WORK ORDER
In the text on the Herero and Nama genocide, who commanded the German colonial forces sent in response to the 1904 rebellion?

EXCERPT
Categories: Humanitarian

Herero and Nama Genocide – 1904-1907

During the late 19th century, when territorial expansionism was at its height, the nations of Europe vied with each other in the ‘scramble for Africa’. Germany achieved a formidable presence in the ‘dark continent’ with ambitions founded on a garbled paternalistic philosophy of eugenics and racism, including notions of ‘survival of the fittest’.

In 1884 Germany occupied Damaraland in southwestern Africa, establishing the protectorate of Deutsch-Sudwestafrika. Great tracts of land and herds of cattle were expropriated from the nomadic Herero and Nama tribes of the region. With an ingrained sense of their own cultural and racial superiority, the Germans reduced these proud indigenous peoples to the status of laborers, imposing Christian beliefs and European dress with missionary zeal.

In January 1904, under the leadership of Samuel Maharero, the Herero finally erupted in a full-blown rebellion in which 120 German settlers were killed. Germany responded by sending in a 15,000-strong contingent of Schutztruppe colonial forces commanded by Lothar von Trotha. In August, at the Battle of Waterberg, he hemmed in the Herero rebels on three sides and pushed them back into the Omaheke desert, where thousands of them died of thirst. Trotha was utterly ruthless in his determination to finish the job; he had the Herero watering holes poisoned, positioned guardposts along 240 km (150 mi) of territory and gave an order that: ‘All Herero must leave the land … Any Herero found within the German borders with or without a gun, with or without cattle, will be shot’. He then rounded up any remaining Herero, included the Nama for good measure, and imprisoned them all in forced-labor camps. By 1908 up to 80 per cent of the Herero and 50 per cent of the Nama had been killed by a combination of overwork, starvation and disease.

When: 1904-1907

Where: Namibia (known as South West Africa until 1990).

Death toll: Between 25,000 and 100,000 Herero and 10,000 Nama were exterminated; the survivors of the concentration camps were sold to German farmers as slaves.

STORED DATA
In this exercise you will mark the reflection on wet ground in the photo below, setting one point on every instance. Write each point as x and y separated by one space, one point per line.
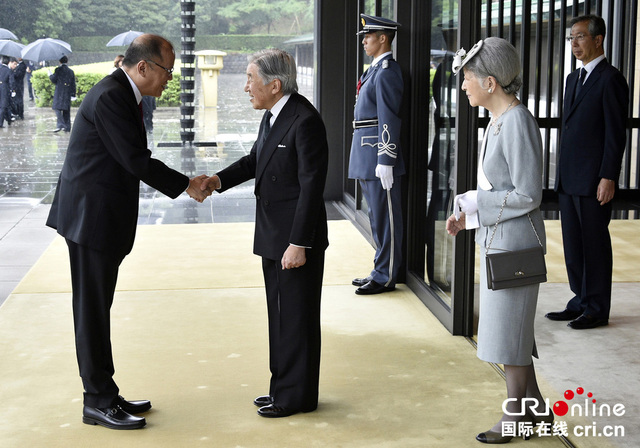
32 155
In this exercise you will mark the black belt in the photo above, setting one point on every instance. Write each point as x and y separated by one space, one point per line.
357 124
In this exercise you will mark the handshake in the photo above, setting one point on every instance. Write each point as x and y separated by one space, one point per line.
202 186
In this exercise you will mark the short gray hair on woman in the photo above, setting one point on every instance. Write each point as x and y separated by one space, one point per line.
497 58
276 64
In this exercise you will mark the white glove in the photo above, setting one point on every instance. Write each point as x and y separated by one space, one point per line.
385 173
466 203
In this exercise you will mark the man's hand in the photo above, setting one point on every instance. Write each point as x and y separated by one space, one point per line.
294 257
385 173
211 183
194 190
606 190
456 225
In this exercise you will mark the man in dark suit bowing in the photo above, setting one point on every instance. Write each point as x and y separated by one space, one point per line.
589 160
96 209
289 164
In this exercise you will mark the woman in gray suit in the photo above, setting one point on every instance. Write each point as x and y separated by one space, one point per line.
510 167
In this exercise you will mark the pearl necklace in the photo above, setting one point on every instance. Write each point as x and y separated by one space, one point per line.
493 121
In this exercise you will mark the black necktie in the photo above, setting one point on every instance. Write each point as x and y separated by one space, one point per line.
265 128
583 74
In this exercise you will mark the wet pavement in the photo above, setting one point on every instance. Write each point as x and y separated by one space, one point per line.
31 157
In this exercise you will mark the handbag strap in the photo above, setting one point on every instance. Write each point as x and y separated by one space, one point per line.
495 227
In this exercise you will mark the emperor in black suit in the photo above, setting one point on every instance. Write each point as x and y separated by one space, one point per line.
589 160
289 164
96 209
65 80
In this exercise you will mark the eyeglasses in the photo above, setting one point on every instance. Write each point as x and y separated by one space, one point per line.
578 38
168 70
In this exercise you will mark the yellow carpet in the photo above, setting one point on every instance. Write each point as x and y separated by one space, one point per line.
190 333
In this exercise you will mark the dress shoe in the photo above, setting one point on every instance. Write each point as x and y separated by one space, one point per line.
585 322
133 407
263 400
273 411
373 287
563 315
112 418
360 281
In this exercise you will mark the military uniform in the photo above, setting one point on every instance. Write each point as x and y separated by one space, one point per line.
376 141
65 81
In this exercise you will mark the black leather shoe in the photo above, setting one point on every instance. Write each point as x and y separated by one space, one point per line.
563 315
112 418
273 411
373 287
133 407
585 322
360 281
264 400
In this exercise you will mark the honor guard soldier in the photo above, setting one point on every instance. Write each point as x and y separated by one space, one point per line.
376 158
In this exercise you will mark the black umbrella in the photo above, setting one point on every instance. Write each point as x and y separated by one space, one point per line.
123 39
6 34
11 48
46 49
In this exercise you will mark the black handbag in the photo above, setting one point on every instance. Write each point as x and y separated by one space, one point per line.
510 269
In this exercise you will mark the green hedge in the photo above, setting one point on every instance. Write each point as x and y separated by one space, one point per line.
224 42
44 89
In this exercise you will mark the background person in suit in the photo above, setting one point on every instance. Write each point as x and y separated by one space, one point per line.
19 73
95 209
510 167
593 141
6 85
376 159
65 81
289 164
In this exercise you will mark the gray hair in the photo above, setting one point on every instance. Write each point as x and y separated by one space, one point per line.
497 58
276 64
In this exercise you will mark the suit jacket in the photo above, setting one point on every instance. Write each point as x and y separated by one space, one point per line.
289 181
513 161
380 97
593 131
6 81
65 81
96 200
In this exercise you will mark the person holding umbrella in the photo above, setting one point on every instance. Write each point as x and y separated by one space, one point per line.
6 85
65 81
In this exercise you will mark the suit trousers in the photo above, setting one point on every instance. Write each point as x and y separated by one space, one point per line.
93 277
293 307
63 119
588 254
385 217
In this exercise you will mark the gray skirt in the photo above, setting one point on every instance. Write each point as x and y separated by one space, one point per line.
505 327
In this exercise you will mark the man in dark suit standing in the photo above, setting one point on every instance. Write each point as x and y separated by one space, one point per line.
96 209
589 160
18 74
289 164
65 81
376 158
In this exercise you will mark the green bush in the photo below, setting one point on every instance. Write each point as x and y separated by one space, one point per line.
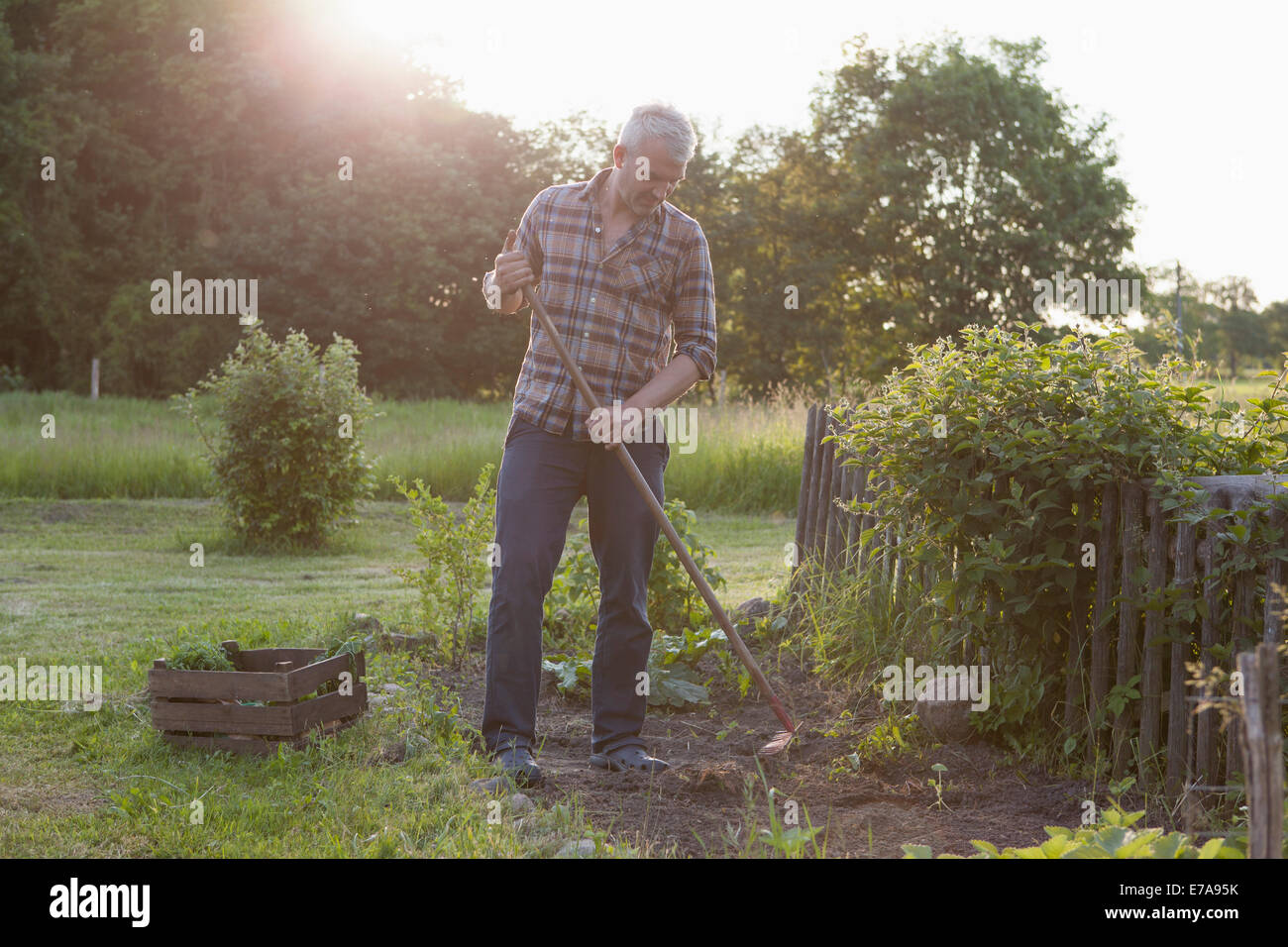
674 603
456 553
287 459
12 379
987 450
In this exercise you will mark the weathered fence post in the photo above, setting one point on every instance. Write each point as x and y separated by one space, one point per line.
1177 729
1107 557
824 491
814 486
1074 693
1205 753
1262 745
1151 669
806 483
1128 620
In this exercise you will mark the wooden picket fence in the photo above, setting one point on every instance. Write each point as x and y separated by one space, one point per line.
1124 637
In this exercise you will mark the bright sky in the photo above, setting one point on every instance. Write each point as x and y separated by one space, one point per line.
1196 93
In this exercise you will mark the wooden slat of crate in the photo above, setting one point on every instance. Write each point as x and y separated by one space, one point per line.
246 685
305 681
266 722
223 718
253 745
268 659
331 706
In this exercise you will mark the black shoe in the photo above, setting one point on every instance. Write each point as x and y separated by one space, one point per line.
518 764
625 758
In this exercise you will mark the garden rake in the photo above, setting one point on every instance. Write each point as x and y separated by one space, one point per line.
781 740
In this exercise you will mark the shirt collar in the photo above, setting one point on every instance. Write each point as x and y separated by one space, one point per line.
590 187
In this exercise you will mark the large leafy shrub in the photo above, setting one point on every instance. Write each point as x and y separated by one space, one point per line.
990 450
287 457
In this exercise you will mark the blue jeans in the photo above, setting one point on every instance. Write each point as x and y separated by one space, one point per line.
542 476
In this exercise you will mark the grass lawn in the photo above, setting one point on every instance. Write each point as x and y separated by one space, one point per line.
738 459
110 582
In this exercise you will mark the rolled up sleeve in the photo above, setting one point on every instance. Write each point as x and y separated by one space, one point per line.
528 240
695 317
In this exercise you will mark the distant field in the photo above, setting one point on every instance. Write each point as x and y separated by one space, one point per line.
745 459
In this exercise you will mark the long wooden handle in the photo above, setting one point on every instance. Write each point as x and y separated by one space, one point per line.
662 519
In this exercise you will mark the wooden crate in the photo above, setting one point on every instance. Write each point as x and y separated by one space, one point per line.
204 707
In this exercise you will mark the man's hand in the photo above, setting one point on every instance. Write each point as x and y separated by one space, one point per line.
600 425
511 270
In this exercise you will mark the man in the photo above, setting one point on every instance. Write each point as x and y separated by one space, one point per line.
622 274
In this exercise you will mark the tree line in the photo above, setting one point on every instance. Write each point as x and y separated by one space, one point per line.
928 191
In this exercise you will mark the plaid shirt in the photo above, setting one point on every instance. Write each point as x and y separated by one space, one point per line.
616 308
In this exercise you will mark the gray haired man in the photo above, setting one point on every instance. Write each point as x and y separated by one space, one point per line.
626 278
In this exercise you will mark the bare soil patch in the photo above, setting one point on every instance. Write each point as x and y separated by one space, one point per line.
702 800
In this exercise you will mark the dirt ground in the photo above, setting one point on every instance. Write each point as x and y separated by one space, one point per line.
702 801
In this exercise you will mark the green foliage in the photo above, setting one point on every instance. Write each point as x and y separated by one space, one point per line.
1112 836
674 603
12 379
286 467
987 450
458 556
674 680
200 656
349 646
789 835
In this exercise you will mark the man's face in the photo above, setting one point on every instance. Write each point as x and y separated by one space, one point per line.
658 171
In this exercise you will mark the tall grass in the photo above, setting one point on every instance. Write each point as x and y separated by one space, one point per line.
746 457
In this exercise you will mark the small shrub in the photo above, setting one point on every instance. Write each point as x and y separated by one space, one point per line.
287 466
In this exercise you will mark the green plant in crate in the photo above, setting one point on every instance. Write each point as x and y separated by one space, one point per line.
456 552
198 656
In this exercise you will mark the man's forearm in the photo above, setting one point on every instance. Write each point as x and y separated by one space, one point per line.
507 304
669 384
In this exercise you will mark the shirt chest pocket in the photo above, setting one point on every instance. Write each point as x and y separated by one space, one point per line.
648 282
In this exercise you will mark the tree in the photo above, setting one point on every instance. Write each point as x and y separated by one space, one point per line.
932 189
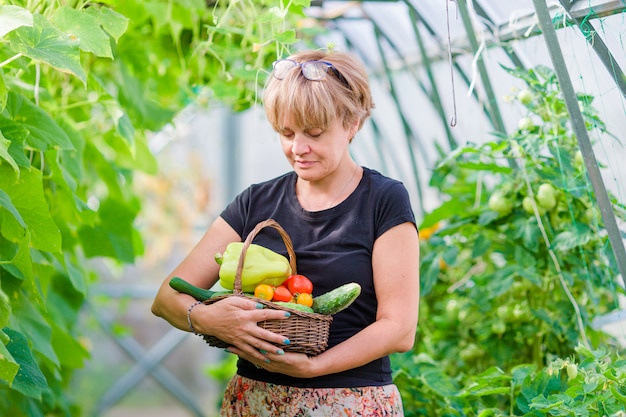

RESULT OF THIS TASK
Lothar von Trotha